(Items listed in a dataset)
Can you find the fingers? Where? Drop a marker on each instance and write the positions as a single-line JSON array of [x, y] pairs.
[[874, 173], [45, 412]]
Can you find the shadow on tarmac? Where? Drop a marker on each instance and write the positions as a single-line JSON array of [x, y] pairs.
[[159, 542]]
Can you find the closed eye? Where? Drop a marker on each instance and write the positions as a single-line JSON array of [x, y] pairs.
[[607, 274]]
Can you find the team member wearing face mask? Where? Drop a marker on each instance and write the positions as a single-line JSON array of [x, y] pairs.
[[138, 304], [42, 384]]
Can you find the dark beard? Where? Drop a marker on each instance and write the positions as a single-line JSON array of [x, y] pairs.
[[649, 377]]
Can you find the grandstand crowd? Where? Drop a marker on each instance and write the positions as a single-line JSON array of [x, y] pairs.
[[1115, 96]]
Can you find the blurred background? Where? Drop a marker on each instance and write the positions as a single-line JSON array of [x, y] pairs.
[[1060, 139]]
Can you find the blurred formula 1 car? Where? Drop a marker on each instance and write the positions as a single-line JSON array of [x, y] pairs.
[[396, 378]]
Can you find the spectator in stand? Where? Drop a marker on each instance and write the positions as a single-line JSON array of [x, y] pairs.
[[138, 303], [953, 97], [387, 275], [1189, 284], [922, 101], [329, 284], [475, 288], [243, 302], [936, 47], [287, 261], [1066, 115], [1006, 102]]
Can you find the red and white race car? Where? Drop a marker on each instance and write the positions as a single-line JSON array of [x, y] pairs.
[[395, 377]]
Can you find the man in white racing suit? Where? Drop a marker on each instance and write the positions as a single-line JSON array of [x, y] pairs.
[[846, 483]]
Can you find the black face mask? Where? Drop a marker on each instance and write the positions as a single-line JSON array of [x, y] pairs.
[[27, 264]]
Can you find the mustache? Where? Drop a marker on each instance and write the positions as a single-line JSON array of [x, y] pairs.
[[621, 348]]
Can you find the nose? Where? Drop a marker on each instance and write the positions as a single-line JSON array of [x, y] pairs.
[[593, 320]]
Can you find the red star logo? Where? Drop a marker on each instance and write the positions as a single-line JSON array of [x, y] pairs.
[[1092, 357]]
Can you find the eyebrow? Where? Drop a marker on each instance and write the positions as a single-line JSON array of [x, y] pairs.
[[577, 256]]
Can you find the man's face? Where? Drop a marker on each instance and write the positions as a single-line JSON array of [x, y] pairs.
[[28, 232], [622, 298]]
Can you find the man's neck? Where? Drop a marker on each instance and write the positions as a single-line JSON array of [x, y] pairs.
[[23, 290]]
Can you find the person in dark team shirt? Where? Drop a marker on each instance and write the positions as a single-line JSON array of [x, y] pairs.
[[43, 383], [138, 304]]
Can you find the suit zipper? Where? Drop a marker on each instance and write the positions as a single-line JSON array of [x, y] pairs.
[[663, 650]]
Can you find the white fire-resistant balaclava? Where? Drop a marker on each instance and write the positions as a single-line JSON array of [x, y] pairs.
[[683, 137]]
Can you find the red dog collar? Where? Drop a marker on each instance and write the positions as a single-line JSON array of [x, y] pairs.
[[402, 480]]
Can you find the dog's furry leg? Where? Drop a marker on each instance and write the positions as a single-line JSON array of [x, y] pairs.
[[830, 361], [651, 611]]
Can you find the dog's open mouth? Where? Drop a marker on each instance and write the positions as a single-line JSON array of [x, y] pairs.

Work task: Every entry above needs to be quoted exactly.

Exercise answer:
Can you find the fingers? Where? Drop a marker on each instance and write the positions as a single-line JSON array of [x, y] pairs.
[[874, 173], [45, 412]]
Can you find the shadow on tarmac? Where? Drop a marker on each instance and write the positions as a single-line JSON array of [x, y] pairs.
[[159, 542]]
Can you find the closed eye? Where? Drop a marker on each instance and write the positions as a single-line JSON array of [x, y] pairs.
[[607, 274]]
Can you find the team member wearing face mask? Where? Drop a marker on each instance and write the positions as a single-line JSON array of [x, y] pairs.
[[138, 304], [42, 384]]
Can you find the dark beard? Where? Drop a marker on each instance and write the positions as a single-line JSON array of [x, y] pairs.
[[649, 377]]
Can you find the grandstand crowd? Where? Drop a marker on each instance and write the positions as a single-line JSON array of [x, y] pairs.
[[1115, 96]]
Can you find the blurred background? Where? Drop a marker on each instance and write the positions as a single-line JSON array of [x, y] pairs.
[[1060, 139]]
Can you find the blurred formula 1 car? Where? Drop a marker on each instance and write the positions as a single-line JSON array of [x, y] pairs.
[[396, 378]]
Can you find the spectator in stand? Where? Drop a marker on each instance and write the positions as a single-line JSON array of [x, y] pairs.
[[138, 303], [953, 97], [387, 275], [1189, 284], [922, 101], [329, 284], [475, 288], [243, 302], [936, 47], [287, 261], [1066, 115], [1006, 102]]
Can you find the red and white race car? Where? Drop a marker on each instance and write the positions as a single-line JSON array of [x, y] pairs.
[[395, 377]]
Can you find the man in white racing suit? Where? Drop a marker on each instance and write the positions as a single-line JSON array of [x, y] pairs.
[[846, 483]]
Can you find the black face mask? Where? Drop a marker on each instance and write the positions as a single-line JSON array of [x, y] pairs.
[[27, 264]]
Can you find the mustache? Where? Drop a marker on each instance and write the positions as a single-line JSON array of [x, y] pairs.
[[621, 348]]
Can you find the nose? Where? Drop a marker on each instance and write the positions as a single-line JSON array of [x, y] pairs.
[[593, 320]]
Can you find the red star logo? Where? Drop a marker on each instance and write the positions as a single-line JSON array of [x, y] pairs.
[[1092, 357]]
Can you find the eyebrow? Where? Drop a marker on each instance and write the positions as a single-line JSON array of [x, y] pairs.
[[577, 256]]
Can you find the man's face? Where? Drop a marker on each instance and write the positions as a single-line JSON array of [x, y] pairs.
[[28, 232], [622, 298]]
Can you find the man's neck? Where? Drop a marker on each instance and write the positions as a single-line JSON array of [x, y] pairs.
[[23, 290]]
Can you find the person in dark team shirt? Where? Drop a marker on each instance and write the positions as a single-line JSON array of [x, y] pairs.
[[43, 383], [138, 304]]
Can you find the suit zipper? Where? Drop a marker on each instance and write the positions as a single-line JSON array of [x, y] pairs.
[[663, 650]]
Can you find the white fire-resistant balaclava? Where? Drop a marker on each instance and write the positions as a single-line JSON array of [x, y] pairs.
[[683, 137]]
Can you find the red dog collar? Where? Drop a marker on each instance and write the positions as a single-line JSON array of [x, y] pairs.
[[402, 480]]
Can you find the dog's furry leg? Where? Drop a marker on each instance and write the positions as a single-line JSON array of [x, y] pairs.
[[830, 361], [651, 611]]
Can you find the dog's open mouth? Where? Drop a marker on each instance and write the positions as a single-line JSON array of [x, y] pairs.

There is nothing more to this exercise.